YOUR OBJECTIVE → The data is to be transcribed in full, with nothing missed.

Records excerpted from a collection
▬▬▬▬▬▬▬▬▬▬

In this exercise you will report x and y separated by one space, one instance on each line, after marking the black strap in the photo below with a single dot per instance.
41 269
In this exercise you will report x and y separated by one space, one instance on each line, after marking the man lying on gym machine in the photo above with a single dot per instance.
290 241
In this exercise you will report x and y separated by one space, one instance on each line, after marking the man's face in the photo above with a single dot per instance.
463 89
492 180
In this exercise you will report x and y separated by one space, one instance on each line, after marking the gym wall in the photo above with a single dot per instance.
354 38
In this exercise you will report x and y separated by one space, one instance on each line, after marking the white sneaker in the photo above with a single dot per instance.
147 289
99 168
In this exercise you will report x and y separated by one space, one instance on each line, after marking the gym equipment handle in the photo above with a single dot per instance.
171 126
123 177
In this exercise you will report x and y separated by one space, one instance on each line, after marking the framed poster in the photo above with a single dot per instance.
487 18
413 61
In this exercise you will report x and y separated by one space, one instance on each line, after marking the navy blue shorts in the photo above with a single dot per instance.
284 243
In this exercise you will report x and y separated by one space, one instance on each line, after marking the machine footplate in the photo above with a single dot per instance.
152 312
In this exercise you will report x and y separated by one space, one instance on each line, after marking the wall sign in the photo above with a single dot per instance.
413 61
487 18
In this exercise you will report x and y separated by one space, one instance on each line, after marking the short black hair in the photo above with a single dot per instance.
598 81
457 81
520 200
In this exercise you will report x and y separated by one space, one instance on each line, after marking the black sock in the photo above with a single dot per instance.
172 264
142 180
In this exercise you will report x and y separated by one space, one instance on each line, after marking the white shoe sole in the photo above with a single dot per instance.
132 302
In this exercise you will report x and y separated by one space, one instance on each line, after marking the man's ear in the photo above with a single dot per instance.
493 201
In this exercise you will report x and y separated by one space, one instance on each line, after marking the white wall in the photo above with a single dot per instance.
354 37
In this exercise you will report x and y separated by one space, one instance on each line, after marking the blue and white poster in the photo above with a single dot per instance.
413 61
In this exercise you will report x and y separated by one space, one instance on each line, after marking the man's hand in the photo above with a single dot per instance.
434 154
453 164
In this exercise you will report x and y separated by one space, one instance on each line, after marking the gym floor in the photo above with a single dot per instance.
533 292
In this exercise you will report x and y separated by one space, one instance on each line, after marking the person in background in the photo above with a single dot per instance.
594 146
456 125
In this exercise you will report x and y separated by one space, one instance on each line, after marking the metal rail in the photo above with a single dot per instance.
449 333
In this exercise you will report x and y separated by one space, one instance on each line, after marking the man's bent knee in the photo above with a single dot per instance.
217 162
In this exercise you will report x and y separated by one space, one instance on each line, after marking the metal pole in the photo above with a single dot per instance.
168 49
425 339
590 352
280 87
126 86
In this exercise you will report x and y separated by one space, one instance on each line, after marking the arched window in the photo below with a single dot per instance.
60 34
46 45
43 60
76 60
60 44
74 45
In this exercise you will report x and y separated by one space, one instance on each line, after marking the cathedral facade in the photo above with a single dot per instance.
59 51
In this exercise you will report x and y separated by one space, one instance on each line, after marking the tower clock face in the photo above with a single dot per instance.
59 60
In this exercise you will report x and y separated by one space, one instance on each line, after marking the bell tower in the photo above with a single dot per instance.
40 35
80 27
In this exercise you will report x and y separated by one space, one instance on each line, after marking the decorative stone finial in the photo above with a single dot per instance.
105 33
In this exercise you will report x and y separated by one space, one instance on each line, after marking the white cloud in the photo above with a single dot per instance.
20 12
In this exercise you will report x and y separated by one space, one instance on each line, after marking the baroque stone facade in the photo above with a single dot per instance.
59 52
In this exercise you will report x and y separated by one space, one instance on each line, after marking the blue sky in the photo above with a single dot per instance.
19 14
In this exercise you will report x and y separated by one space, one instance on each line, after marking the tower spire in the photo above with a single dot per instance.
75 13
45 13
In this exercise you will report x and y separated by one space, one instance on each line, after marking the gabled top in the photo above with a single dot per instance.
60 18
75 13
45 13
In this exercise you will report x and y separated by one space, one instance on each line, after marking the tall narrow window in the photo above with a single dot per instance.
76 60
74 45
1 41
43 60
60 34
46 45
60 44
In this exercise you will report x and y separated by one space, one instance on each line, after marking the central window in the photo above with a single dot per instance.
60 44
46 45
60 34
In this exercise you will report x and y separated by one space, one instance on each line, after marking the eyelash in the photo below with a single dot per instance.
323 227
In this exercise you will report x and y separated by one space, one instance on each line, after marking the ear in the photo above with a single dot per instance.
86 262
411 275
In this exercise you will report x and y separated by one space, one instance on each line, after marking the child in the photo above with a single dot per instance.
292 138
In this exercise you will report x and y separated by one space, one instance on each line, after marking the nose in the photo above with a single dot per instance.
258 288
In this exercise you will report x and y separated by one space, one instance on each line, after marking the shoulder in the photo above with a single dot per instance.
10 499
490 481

▬▬▬▬▬▬▬▬▬▬

COMPLETED EXERCISE →
In this exercise you will report x and y separated by one space, one instance on each line, after marking the black strap in the photo below with a single dot per instance.
41 269
In this exercise you will report x and y separated by one space, one instance on each line, after marking the man lying on gym machine in the photo above with a single dot per instance.
290 241
In this exercise you will report x and y separated by one space, one instance on each line, after marking the man's face in the photo above with a single dot per instance.
463 89
492 180
In this exercise you will report x and y separated by one space, one instance on each line, after marking the gym wall in the photo above with a single dot per instance.
354 38
In this exercise you will report x and y separated by one space, one instance on each line, after marking the white sneaker in the photo above with a single dot per instance.
147 289
99 168
In this exercise you will report x and y separated by one space, one instance on each line, after marking the gym equipment handle in the photo above with a single dot per instance.
171 126
123 177
In this exercise you will report x and y separated by one space, one instance on each line, after marking the framed poster in the photo above with a single dot per instance.
487 18
413 61
In this exercise you will report x and y separated by one space, one instance on each line, after marking the navy blue shorts in the photo above with a single dot per instance.
284 243
In this exercise you will report x and y separated by one space, one instance on each line, after marking the machine footplate in the photo above with a single dot per instance.
152 312
In this exercise you will report x and y separated by one space, one instance on each line, after marking the wall sign in the photo above with a single dot per instance.
413 61
487 18
In this exercise you will report x and y separated by one space, one instance on each line, after marking the short black hair in the photo above with a single dot per instance.
598 81
457 81
520 200
In this exercise you will report x and y separated by one space, one instance on each line, after marking the black sock in the photo above with a single dot per instance.
172 264
142 180
In this exercise you will report x and y separated by one space, one instance on each line, after marking the white shoe sole in the photo above with a single dot per instance.
132 302
In this exercise you will report x and y separated by one space, one instance on each line, after marking the man's ear in the photo above with a single dot per instance.
493 201
In this exercise you will report x and y separated by one space, one instance on each line, after marking the white wall in the photo above with a single dot per instance.
354 37
In this exercise you will report x and y separated by one space, one instance on each line, after marking the blue and white poster in the photo above with a single dot per instance.
413 61
In this exercise you will report x and y separated by one space, one instance on each line, after marking the man's hand in the photo above with a single dot per instance.
434 154
453 164
In this exercise you will report x and y separated by one space, one instance on each line, after marking the gym floor in the photo above with a single dot per instance.
533 292
In this exercise you will report x and y separated by one space, one instance on each line, after marking the person in background in the photo above with a single dot per instance.
594 146
456 125
In this exercise you will report x and y separated by one space, one instance on each line, after marking the metal rail in the photo above with a single dot per instance.
449 333
In this exercise you will report x and y separated by one space, one instance on each line, after marking the man's bent knee in the photo above with a single dot per instance.
217 162
In this exercise you will report x and y separated by one space, one instance on each line, after marking the metal pole in the photo above with a single dot per instance.
168 49
425 339
590 352
280 87
126 86
In this exercise you will report x and y separated by one space, one instance on each line, after marking the arched window in the photo below with a single dot per instance.
60 34
46 45
43 60
76 60
60 44
74 45
In this exercise you will report x and y separated by one space, one instance on each line, after marking the cathedral facade in the photo above with a single dot per instance.
59 51
In this exercise you will report x and y separated by one space, one instance on each line, after marking the tower clock face in the photo above with a single dot per instance.
59 60
In this exercise you will report x and y separated by one space, one instance on each line, after marking the bell tower in the photo above with a single dot per instance.
40 35
80 27
In this exercise you will report x and y separated by one space, one instance on each line, after marking the decorative stone finial in the photo above with a single dot per instance.
105 33
In this exercise you will report x and y separated by one space, one instance on each line, after marking the white cloud in the photo above with a single dot per instance.
20 12
In this exercise you will report x and y separated by one space, one instance on each line, after marking the baroque stone facade in the photo above with a single dot per instance.
59 52
In this exercise you will report x and y separated by one space, one instance on each line, after marking the blue sky in the photo above with a single dot per instance.
19 14
In this exercise you will report x and y separated by one space, one instance on each line, after marking the tower spire in the photo above with a single dot per instance.
75 13
45 13
In this exercise you will report x and y separated by one space, one instance on each line, after marking the gabled top in the photo above with a single dot per instance.
60 18
75 13
45 13
In this exercise you will report x and y separated by one space, one instance on each line, after marking the tall narrow window in the photo above with a single dot per instance.
76 60
74 45
1 41
43 60
60 34
46 45
60 44
In this exercise you will report x and y separated by one space, one instance on each line, after marking the central window in the photo above with a single dot per instance.
60 44
46 45
60 34
In this exercise you will report x and y separated by one space, one instance on each line, after marking the eyelash in the photo below with a single dot per instance.
323 227
In this exercise you will report x and y separated by one space, one instance on each line, after marking the ear in the photo above with a single dot per instance.
86 262
411 275
In this exercise you will report x and y separated by one space, one instance on each line, after marking the child in the photo above with a single dot per instance.
292 138
In this exercise you will report x and y separated by one space, one instance on each line, after marking the nose in the photo above with a single dot per instance.
258 288
In this exercise you will report x and y separated by one space, one instance on each line, after marking the shoulder in the photo above with a single dot per instance.
10 499
490 481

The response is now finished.